--- Document excerpt Enclosed Below ---
Discussing Death, Dying, and End-of-Life Goals of Care: A Communication Skills Training Module for Oncology Nurses

Nessa Coyle

Ruth Manna

Megan Shen

Smita C. Banerjee

Stacey Penn

Cassandra Pehrson

Carol A. Krueger

Erin K. Maloney

Talia Zaider

Carma L. Bylund

death, dying, end-of-life care, nurse–patient communication, transitions in goals of care, communication skills, training
CJON 2015, 19(6), 697-702. DOI: 10.1188/15.CJON.697-702

Background: Effective communication, particularly at the end of life, is an essential skill for oncology nurses, but few receive formal training in this area.

Objectives: The aim of this article is to adapt an end-of-life care communication skills training (CST) module, originally developed for oncologists, for oncology nurses and to evaluate participants’ confidence in using the communication skills learned and their satisfaction with the module.
--- End of Enclosed Document excerpt ---
--- Source information Enclosed Below ---
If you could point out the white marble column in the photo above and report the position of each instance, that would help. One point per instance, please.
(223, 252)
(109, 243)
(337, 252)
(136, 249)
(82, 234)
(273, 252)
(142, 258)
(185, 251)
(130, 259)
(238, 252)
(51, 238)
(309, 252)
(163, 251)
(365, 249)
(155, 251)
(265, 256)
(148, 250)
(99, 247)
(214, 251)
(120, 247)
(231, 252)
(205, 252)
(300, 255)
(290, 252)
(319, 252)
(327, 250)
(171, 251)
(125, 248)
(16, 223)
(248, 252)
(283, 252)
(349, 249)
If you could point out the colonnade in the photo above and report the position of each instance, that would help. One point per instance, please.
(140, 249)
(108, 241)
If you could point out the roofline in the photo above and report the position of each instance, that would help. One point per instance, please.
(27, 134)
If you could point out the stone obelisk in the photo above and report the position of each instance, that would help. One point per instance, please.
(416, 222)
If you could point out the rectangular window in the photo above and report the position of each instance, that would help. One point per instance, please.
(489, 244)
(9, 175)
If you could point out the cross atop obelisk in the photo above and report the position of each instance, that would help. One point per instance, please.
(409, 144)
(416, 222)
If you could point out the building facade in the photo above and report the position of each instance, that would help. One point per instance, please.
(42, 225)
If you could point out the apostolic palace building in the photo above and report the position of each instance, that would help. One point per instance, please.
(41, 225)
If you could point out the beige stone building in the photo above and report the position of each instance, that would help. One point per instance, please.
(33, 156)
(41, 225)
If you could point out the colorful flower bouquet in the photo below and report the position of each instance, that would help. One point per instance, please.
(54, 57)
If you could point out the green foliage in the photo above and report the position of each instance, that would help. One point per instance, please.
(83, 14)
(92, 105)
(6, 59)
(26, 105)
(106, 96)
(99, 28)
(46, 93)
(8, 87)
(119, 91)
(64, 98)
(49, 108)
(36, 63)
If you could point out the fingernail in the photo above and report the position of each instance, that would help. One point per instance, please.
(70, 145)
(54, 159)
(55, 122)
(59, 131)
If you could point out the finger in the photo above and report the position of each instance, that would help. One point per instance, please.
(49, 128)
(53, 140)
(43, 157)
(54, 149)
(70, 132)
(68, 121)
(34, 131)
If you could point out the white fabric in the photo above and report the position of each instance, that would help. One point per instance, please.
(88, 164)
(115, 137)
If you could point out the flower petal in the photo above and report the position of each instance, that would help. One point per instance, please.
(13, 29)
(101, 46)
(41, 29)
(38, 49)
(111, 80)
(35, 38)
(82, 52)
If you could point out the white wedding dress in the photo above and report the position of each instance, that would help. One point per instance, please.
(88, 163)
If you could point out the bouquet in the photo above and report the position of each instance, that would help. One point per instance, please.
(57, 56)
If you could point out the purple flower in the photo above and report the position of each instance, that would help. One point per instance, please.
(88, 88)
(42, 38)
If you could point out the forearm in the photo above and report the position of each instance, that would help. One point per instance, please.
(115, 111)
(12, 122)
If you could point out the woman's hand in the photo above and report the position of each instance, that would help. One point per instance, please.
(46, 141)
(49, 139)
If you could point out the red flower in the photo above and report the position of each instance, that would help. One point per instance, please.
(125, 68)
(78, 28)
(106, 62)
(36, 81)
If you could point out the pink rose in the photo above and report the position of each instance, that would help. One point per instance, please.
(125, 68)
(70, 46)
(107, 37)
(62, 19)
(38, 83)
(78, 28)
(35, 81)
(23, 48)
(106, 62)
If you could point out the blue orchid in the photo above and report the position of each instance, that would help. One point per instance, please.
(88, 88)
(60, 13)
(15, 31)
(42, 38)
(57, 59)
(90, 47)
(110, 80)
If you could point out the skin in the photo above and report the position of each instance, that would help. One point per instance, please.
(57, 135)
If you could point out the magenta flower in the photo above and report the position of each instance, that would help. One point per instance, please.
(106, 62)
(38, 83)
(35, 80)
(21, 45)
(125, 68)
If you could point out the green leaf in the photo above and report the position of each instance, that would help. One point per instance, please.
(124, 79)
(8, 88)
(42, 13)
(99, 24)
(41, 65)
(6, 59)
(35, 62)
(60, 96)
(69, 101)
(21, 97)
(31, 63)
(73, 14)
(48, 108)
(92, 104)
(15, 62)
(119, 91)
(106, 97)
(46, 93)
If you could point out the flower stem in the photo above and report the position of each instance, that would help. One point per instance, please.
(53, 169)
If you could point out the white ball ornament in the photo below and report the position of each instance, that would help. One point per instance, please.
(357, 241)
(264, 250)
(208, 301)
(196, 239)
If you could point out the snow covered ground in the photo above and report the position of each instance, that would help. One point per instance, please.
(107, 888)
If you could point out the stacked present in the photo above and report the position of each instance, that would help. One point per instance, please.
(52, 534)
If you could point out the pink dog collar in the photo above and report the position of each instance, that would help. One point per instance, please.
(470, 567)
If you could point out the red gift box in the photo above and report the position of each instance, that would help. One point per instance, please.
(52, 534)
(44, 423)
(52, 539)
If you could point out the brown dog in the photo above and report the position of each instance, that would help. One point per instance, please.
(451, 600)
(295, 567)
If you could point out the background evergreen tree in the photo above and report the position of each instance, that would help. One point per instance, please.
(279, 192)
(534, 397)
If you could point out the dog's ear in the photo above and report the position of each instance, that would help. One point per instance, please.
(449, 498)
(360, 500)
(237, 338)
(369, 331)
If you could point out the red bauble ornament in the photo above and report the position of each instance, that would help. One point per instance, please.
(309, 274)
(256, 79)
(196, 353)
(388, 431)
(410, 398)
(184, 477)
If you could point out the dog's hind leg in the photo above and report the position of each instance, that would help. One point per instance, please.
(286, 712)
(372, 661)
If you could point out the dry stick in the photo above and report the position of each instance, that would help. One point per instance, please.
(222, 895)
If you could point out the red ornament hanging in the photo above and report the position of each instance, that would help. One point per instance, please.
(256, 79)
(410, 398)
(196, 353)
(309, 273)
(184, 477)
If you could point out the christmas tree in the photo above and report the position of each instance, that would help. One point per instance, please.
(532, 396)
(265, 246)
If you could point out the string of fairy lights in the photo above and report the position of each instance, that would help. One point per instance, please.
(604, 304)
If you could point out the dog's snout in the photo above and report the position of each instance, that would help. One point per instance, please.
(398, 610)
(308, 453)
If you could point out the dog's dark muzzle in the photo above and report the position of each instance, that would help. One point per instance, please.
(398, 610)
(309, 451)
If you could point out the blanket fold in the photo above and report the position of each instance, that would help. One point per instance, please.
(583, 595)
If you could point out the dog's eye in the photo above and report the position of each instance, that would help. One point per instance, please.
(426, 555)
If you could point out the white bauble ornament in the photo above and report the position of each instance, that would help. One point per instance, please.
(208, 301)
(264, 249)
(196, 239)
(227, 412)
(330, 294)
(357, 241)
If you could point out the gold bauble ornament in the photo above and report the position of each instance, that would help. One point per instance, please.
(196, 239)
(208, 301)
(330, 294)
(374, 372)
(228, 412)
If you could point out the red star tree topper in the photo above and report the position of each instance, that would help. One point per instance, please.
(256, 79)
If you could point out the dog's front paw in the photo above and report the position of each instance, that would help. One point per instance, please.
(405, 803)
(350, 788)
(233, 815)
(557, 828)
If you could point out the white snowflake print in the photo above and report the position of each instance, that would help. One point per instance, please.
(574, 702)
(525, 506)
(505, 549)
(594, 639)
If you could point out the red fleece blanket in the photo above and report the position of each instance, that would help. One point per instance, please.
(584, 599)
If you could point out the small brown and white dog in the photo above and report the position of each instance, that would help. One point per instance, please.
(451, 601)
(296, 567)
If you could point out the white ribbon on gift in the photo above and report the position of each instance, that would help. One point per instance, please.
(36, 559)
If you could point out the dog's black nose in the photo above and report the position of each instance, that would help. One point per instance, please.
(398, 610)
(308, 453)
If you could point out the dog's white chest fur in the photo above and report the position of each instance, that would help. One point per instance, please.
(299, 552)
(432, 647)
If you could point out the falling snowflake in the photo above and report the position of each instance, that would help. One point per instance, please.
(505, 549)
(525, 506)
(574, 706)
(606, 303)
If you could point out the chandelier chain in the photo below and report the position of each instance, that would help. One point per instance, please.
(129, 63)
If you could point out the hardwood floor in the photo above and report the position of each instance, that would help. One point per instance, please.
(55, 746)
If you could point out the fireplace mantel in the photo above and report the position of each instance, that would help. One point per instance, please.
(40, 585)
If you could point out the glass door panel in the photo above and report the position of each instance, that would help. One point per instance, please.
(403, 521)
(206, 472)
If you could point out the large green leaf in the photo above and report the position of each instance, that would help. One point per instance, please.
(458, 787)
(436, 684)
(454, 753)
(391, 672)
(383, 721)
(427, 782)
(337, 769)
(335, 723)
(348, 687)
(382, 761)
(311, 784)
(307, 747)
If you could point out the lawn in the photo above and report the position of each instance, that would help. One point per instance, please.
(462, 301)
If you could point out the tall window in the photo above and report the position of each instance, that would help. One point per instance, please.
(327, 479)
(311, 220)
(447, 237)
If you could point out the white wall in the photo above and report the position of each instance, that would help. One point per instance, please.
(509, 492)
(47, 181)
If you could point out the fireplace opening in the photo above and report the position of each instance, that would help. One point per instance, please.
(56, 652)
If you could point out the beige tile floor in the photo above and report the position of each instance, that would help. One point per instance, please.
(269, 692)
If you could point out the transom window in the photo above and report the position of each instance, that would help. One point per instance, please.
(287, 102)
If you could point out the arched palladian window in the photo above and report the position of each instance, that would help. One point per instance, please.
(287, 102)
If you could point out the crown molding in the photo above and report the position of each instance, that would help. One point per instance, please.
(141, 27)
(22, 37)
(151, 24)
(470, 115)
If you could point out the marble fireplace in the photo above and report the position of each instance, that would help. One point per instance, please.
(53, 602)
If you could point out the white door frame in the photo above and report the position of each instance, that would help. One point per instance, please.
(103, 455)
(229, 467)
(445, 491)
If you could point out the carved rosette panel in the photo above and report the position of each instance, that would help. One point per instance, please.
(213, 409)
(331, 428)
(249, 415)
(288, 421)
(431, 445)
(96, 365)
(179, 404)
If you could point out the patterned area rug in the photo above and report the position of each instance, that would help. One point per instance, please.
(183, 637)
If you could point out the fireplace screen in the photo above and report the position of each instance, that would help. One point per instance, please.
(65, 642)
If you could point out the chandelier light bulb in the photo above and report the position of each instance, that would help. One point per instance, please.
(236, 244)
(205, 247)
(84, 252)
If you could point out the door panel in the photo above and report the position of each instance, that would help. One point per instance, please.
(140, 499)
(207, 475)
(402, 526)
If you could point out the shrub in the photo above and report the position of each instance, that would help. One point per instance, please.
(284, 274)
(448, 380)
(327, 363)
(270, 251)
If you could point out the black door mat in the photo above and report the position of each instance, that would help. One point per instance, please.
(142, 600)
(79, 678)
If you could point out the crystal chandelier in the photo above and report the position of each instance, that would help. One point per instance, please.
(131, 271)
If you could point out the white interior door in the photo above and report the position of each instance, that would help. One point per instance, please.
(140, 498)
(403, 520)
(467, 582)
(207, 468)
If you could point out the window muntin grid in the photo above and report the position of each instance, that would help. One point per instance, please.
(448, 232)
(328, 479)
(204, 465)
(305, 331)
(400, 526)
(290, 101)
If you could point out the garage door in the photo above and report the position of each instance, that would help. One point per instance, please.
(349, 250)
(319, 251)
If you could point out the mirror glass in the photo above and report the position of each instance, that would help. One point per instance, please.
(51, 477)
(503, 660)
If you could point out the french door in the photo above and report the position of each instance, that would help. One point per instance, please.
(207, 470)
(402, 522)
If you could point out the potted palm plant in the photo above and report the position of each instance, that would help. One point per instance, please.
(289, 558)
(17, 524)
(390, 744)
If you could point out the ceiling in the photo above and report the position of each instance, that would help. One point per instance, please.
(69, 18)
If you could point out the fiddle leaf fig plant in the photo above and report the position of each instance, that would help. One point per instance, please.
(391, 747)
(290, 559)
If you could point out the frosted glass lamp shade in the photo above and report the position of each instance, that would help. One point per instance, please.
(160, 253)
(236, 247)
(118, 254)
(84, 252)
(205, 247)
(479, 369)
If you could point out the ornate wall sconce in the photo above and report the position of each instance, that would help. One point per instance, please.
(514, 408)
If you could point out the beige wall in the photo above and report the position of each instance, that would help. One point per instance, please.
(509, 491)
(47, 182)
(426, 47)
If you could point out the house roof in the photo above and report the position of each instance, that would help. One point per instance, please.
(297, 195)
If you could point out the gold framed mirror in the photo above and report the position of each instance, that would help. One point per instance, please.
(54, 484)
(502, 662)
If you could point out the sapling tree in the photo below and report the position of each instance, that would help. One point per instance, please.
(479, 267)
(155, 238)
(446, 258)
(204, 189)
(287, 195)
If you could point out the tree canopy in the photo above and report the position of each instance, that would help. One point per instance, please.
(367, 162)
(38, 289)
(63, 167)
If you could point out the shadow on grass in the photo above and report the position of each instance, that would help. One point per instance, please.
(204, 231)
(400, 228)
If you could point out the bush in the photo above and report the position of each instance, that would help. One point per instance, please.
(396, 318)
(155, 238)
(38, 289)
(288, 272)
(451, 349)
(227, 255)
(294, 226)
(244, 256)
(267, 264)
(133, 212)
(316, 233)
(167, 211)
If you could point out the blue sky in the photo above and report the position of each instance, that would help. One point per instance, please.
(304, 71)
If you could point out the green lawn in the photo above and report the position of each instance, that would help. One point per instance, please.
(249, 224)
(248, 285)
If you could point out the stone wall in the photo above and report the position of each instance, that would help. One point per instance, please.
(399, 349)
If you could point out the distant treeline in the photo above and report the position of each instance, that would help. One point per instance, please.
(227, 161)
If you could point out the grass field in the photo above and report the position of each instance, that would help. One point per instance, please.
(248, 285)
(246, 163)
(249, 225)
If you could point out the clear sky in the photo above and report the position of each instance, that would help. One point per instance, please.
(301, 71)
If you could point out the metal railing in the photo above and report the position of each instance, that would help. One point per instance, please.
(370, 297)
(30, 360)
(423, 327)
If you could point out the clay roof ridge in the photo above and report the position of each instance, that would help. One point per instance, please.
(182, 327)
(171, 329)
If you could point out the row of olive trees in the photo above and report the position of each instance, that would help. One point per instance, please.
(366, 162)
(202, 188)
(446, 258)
--- End of Enclosed Source information ---
[Required work]
**A)** Please take the end-of-life communication article, switch "formal training" to "structured instruction", and write out everything from "Carma L. Bylund" down to "in this area.".
**B)** In the end-of-life communication article, for which professionals was the training module originally developed?
**C)** Write the next part of the article on end-of-life communication training for oncology nurses, starting after its Objectives statement.

[Answers to the exercise]
**A)**
Carma L. Bylund

death, dying, end-of-life care, nurse–patient communication, transitions in goals of care, communication skills, training
CJON 2015, 19(6), 697-702. DOI: 10.1188/15.CJON.697-702

Background: Effective communication, particularly at the end of life, is an essential skill for oncology nurses, but few receive structured instruction in this area.

**B)** Oncologists.

**C)**
Methods: The adapted end-of-life care module consisted of a 45-minute didactic, exemplary video and 90 minutes of small group interaction and experiential role play with a simulated patient. Using a five-point Likert-type scale, 247 inpatient oncology nurses completed pre-/post-workshop surveys rating their confidence in discussing death, dying, and end-of-life goals of care with patients, as well as overall satisfaction with the module.

Findings: Nurses’ confidence in discussing death, dying, and end-of-life goals of care increased significantly after attending the workshop. Nurse participants indicated satisfaction with the module by agreeing or strongly agreeing to all six items assessing satisfaction 90%–98% of the time. Nurses’ CST in discussing death, dying, and end-of-life care showed feasibility, acceptability, and potential benefit at improving confidence in having end-of-life care discussions.